# Passage shown:
************

Hacker News new | ask | show | jobs
by heisjustsosmart 1407 days ago

   Recency-only algorithms are blind to high-probability patterns 
   in the same way frequency-only algorithms
A high probability occurrence must be frequent and will stay reasonably recent. Unless it's high probability that just /somehow/ doesn't happen much.

Perhaps you can provide some citations to some of the things you have written here.

   the cache replacement algorithm is being 
   exercised upwards of 10s of millions of times per second
This is database pages not CPU cache lines. It is not that high.
2 comments

Many databases ordinarily modify the page cache 10 million times per second under load. I have one doing that right now on an i3en.12xlarge, which is only half a server. Not every cache replacement algorithm family has that kind of throughput but some common algorithm families do e.g. clock-sweep variants.

The "high-probability" refers to a type of pattern, not a specific instance, so there is no implication of recency. A page access pattern can be detected frequently but involve different pages each time.

Bélády's optimality theorem means cache replacement algorithm performance is governed by the theoretical limits on sequence prediction. You can optimize for either breadth or depth; improving performance for one pattern necessarily reduces performance for others. In practice, database caches optimize heavily for a few patterns and ignore the rest; the performance for the patterns they ignore is not much worse than if they optimized for all patterns equally, so it is a good trade.

What about MRU-biased workloads? For example an analytical loop or row scanning in a db query? In those cases recency is a negative signal and there may not be much frequency to extract (e.g. equal frequencies in a loop). Instead the policy has to avoid admissions to obtain some hits rather than be flushed for zero hits.
Think you mean round robin, yes, that's an issue but that's equal probability, not high probability (his phrase). I don't know a scheduler that will handle that as well as handling LRU replacement well and if you have any cites I would appreciate them.

Also remember that many DBs are multi-user so any access patterns from each connection will get thrown in the same bucket.

It is handled by W-TinyLFU where I use this scenario as a stress test [1]. While LIRS / LIRS2 did not pass this one scenario, the quality of the work behind that policy leads me to believe it could be improved to handle that case.

[1] https://github.com/ben-manes/caffeine/wiki/Efficiency#adapti...

************

# Raw data:
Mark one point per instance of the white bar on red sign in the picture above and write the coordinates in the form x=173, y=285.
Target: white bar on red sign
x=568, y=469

************

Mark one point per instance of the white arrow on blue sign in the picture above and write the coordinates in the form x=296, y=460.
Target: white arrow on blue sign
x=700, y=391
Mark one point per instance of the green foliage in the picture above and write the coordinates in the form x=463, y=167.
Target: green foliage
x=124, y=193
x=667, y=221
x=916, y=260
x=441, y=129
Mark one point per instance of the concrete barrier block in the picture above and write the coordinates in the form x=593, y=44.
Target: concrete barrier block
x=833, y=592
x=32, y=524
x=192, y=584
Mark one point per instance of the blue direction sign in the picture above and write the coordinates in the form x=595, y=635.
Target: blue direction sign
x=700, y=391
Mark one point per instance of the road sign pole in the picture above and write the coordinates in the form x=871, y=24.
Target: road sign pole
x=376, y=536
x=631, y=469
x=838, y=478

************

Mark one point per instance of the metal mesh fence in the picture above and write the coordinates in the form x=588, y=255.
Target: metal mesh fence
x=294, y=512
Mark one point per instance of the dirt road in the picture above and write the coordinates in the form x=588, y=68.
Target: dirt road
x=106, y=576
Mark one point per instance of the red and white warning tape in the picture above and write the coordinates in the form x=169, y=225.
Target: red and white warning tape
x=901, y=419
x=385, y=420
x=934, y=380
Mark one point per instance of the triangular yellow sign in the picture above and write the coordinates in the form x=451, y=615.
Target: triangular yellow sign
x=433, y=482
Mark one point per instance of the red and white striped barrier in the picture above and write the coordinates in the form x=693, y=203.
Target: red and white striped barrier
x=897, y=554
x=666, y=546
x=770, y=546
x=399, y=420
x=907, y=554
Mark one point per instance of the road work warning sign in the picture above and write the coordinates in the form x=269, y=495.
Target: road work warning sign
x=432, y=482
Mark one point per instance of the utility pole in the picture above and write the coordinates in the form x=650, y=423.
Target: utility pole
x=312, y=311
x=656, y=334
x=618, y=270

************

# Instructions for the task:
According to the forum thread above, which policy handles the MRU-biased scenario used as a stress test?

# Response:
W-TinyLFU